» PROBLEM DETAILS: Beginning at the line containing "Practice step: locate the window pane", output every line to the end of the data below exactly as it appears.
══════
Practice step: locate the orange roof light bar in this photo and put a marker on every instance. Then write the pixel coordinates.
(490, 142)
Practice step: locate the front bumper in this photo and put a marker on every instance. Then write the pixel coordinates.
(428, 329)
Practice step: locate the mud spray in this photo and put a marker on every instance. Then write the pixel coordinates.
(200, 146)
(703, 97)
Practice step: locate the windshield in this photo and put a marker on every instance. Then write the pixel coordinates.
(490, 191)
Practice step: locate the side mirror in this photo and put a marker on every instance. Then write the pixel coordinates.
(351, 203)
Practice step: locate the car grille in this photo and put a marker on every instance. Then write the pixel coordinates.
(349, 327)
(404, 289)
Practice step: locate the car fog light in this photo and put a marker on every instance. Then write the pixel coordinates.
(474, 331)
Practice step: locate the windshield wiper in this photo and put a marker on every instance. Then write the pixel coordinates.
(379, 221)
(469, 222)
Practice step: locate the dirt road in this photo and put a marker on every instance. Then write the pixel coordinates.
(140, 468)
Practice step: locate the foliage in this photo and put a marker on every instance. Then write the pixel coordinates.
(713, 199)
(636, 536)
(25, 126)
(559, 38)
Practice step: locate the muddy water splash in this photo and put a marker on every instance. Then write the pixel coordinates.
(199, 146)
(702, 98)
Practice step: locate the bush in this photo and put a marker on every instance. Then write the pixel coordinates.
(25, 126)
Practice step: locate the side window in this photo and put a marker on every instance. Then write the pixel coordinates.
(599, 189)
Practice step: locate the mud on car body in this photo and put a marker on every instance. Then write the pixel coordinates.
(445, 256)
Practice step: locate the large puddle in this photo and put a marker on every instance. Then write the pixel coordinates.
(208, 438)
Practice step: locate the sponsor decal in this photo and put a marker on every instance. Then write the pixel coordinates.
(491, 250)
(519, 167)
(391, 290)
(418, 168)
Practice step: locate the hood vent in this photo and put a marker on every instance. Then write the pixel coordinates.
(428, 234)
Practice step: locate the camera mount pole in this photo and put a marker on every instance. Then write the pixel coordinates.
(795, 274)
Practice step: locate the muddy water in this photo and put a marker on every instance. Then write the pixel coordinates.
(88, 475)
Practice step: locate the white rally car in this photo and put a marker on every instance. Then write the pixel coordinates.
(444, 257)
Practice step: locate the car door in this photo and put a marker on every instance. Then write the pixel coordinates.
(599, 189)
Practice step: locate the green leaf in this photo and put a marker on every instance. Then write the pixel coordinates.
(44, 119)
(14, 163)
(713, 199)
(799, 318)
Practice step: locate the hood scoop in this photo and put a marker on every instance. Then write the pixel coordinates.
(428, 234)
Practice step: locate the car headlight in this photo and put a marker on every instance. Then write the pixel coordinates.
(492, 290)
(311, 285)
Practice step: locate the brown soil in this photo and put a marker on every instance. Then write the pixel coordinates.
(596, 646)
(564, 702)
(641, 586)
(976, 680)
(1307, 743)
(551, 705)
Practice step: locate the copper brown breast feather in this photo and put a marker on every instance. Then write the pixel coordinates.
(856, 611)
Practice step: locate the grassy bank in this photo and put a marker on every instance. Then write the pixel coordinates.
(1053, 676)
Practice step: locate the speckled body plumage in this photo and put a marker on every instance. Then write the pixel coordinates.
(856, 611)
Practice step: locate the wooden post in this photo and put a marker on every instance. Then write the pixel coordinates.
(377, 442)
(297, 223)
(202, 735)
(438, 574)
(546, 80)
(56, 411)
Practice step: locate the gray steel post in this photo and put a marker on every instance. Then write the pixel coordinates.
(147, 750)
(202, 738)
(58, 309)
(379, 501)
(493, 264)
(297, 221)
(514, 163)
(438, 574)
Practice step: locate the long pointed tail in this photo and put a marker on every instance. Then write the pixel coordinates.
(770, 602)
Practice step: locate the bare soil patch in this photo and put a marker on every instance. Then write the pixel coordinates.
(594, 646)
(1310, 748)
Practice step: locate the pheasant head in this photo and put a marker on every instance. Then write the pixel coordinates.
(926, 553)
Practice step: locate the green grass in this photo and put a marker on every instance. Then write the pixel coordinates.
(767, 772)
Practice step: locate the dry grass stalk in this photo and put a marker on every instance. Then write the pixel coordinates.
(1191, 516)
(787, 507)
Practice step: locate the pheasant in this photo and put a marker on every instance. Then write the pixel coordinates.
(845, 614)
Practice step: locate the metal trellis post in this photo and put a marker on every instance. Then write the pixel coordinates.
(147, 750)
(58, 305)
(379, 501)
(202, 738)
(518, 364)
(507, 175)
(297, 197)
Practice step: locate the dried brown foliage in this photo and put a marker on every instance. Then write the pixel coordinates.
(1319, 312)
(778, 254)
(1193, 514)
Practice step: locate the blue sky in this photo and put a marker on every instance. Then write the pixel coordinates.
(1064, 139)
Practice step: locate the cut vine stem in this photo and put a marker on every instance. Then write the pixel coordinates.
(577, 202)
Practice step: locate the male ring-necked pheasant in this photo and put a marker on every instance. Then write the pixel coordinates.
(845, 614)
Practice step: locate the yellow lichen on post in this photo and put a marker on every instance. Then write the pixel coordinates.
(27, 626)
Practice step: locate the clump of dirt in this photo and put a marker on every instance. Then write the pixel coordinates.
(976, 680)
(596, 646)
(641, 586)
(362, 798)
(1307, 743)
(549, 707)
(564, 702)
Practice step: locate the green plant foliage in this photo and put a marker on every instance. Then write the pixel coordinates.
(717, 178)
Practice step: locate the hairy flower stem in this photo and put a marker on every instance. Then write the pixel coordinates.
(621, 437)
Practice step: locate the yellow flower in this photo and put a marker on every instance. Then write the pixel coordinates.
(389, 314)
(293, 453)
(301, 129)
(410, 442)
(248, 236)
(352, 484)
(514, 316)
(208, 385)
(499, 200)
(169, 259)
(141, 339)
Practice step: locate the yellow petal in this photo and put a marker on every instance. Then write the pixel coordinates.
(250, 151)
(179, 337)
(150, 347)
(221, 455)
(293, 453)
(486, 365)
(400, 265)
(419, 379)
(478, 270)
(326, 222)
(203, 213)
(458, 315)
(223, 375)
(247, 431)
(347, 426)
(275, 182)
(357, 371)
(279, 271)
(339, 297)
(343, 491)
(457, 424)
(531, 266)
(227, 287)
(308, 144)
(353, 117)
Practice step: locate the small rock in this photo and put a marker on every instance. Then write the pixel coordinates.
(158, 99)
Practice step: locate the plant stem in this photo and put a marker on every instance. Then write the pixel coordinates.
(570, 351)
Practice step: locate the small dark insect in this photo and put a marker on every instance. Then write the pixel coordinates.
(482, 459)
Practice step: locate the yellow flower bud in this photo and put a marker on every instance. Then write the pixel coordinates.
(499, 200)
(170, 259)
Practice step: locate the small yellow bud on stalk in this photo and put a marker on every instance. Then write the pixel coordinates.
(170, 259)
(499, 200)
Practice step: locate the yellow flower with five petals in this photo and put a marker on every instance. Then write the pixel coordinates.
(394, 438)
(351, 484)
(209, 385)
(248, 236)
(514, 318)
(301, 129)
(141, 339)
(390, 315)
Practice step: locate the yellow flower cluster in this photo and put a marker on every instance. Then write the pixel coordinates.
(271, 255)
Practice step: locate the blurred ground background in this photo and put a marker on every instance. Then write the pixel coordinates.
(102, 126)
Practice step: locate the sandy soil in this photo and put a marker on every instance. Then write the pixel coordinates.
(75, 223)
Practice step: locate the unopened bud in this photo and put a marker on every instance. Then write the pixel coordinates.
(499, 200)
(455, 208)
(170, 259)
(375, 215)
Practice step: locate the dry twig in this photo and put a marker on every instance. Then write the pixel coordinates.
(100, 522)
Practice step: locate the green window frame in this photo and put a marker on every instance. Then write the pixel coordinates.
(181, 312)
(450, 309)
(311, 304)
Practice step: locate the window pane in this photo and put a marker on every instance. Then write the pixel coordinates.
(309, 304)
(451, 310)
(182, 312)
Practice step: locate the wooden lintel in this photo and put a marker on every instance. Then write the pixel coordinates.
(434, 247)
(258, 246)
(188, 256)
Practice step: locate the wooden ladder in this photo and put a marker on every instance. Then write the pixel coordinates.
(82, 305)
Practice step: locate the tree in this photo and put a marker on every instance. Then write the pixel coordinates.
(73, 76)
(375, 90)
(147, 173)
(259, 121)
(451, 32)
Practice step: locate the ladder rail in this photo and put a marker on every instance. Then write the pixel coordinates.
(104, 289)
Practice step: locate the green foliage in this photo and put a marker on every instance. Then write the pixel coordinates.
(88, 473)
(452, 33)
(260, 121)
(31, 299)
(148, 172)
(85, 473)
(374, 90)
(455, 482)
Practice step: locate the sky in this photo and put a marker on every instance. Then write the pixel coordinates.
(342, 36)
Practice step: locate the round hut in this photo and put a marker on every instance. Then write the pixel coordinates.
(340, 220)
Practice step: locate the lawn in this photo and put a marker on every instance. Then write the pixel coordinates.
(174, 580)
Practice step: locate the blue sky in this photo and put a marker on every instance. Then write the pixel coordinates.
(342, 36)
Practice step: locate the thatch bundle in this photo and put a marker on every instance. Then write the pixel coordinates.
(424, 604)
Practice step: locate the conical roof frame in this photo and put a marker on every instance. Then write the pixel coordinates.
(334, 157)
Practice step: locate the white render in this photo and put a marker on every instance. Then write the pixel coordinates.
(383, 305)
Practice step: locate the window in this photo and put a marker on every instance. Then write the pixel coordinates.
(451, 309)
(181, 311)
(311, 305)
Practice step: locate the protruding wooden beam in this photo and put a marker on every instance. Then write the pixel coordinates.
══════
» RESULT OF THIS EXERCISE:
Practice step: locate the window pane in this photo and put a marker on every instance. Then write the pixel coordinates.
(309, 304)
(451, 310)
(182, 312)
Practice step: locate the wooden lintel in this photo and put a marker on every instance. Then write the pixel coordinates.
(434, 247)
(258, 246)
(188, 256)
Practice step: locate the wooden ladder in this photo and put a marker on every instance. Then write the pixel coordinates.
(82, 305)
Practice step: locate the tree in this photo and put a marker on every instance. Then write the pixel coordinates.
(73, 76)
(375, 90)
(147, 173)
(259, 121)
(451, 32)
Practice step: locate the ladder rail in this photo and put a marker on every instance. Then write the pixel coordinates.
(104, 289)
Practice step: locate the green foliage in this photo and put a marker on every instance. Then write the pixel coordinates.
(88, 473)
(452, 33)
(260, 121)
(31, 299)
(148, 172)
(85, 473)
(374, 90)
(455, 482)
Practice step: locate the sky in this photo and put a marker on every instance. Then write the pixel coordinates.
(342, 36)
Practice step: locate the round hut in this photo and put a marker on every instance. Then write the pixel coordinates.
(340, 220)
Practice step: locate the lawn in this photo and put a marker on every instance. Then write the pixel coordinates.
(174, 580)
Practice step: locate the blue sky in this photo and put a marker on every instance. Then write the pixel coordinates.
(342, 36)
Practice step: locate the thatch bundle in this photo and put a marker on every instance. Then write the pixel coordinates.
(424, 604)
Practice step: locate the conical roof frame in this photo and put a marker on every instance. Then write the pixel coordinates.
(334, 157)
Practice step: locate the white render in this photo and put a marker on every instance. Then write the pixel coordinates.
(383, 305)
Practice step: locate the window in this photo and put a marker on every instance. Then write the pixel coordinates.
(451, 309)
(181, 311)
(311, 305)
Practice step: locate the protruding wooden beam in this photo and put a marker on every instance. Then write the pixel coordinates.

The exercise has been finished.